● **Given instruction**:
Rewrite the lines below, substituting "integer pixels" for every occurrence of "whole pixels" and changing nothing else. Leave the pictures out of your answer.

Picture region annotation data
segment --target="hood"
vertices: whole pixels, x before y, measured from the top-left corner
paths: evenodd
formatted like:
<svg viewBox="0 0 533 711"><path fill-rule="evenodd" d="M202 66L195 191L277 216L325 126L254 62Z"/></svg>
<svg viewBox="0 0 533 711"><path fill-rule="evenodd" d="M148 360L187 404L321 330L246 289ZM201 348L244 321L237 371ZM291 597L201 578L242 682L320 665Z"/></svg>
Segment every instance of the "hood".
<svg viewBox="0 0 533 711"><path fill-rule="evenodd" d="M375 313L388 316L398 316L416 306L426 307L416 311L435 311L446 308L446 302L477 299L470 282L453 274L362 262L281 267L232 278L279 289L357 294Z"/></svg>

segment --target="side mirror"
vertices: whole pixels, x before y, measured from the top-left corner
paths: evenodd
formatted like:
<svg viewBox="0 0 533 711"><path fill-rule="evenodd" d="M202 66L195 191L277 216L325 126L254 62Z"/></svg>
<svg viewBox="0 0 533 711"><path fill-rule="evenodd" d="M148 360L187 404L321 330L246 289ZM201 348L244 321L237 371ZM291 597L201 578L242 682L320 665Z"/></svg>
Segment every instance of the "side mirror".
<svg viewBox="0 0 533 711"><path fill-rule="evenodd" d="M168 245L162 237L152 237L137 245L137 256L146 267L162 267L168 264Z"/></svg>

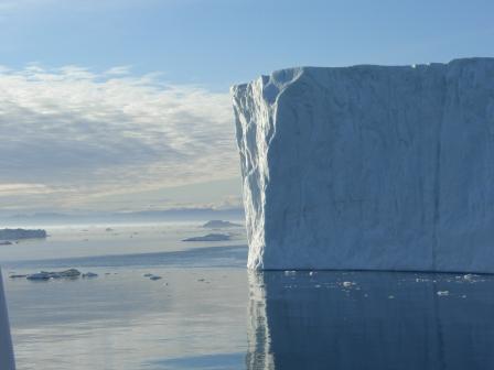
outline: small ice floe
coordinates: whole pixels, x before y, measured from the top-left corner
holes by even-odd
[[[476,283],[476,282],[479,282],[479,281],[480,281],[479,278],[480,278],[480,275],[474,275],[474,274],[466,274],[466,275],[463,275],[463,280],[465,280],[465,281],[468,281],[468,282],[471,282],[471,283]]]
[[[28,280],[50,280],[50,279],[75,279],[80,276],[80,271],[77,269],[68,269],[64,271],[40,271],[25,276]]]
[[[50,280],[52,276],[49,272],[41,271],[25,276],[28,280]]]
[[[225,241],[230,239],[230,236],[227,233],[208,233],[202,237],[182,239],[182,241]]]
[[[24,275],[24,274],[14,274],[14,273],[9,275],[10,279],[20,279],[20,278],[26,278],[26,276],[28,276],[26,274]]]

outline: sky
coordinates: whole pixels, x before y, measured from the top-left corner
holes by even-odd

● **Answer for this exercise**:
segment --target="hood"
vertices: integer pixels, x before y, measured from the top-left corner
paths: evenodd
formatted like:
<svg viewBox="0 0 533 711"><path fill-rule="evenodd" d="M202 66L195 191L277 216L325 126L254 62Z"/></svg>
<svg viewBox="0 0 533 711"><path fill-rule="evenodd" d="M148 360L187 404L321 330L246 289ZM201 348L244 321L237 371ZM291 597L201 578L242 682L320 665Z"/></svg>
Segment every instance of the "hood".
<svg viewBox="0 0 533 711"><path fill-rule="evenodd" d="M375 313L388 316L398 316L416 306L426 307L416 311L435 311L446 308L446 302L477 299L470 282L453 274L362 262L281 267L232 278L279 289L357 294Z"/></svg>

segment --target="side mirror"
vertices: integer pixels, x before y, measured from the top-left corner
paths: evenodd
formatted like:
<svg viewBox="0 0 533 711"><path fill-rule="evenodd" d="M202 66L195 191L277 216L325 126L254 62Z"/></svg>
<svg viewBox="0 0 533 711"><path fill-rule="evenodd" d="M148 360L187 404L321 330L246 289ZM201 348L244 321L237 371ZM291 597L201 578L242 682L320 665Z"/></svg>
Segment every instance of the "side mirror".
<svg viewBox="0 0 533 711"><path fill-rule="evenodd" d="M168 245L162 237L152 237L137 245L137 256L146 267L162 267L168 264Z"/></svg>

outline: small ice floe
coordinates: integer pixels, x before y, measured from the top-left corner
holes by even-odd
[[[476,283],[476,282],[479,282],[479,281],[480,281],[479,278],[480,278],[480,275],[474,275],[474,274],[466,274],[466,275],[463,275],[463,280],[465,280],[465,281],[468,281],[468,282],[471,282],[471,283]]]
[[[28,280],[50,280],[50,279],[75,279],[80,276],[80,271],[77,269],[68,269],[64,271],[40,271],[25,276]]]
[[[50,280],[52,276],[49,272],[41,271],[25,276],[28,280]]]
[[[225,241],[230,239],[230,236],[227,233],[208,233],[202,237],[182,239],[182,241]]]
[[[24,275],[24,274],[14,274],[14,273],[9,275],[10,279],[20,279],[20,278],[26,278],[26,276],[28,276],[26,274]]]

outline: sky
coordinates: integer pixels, x before y, measured from the top-left corner
holes by even-odd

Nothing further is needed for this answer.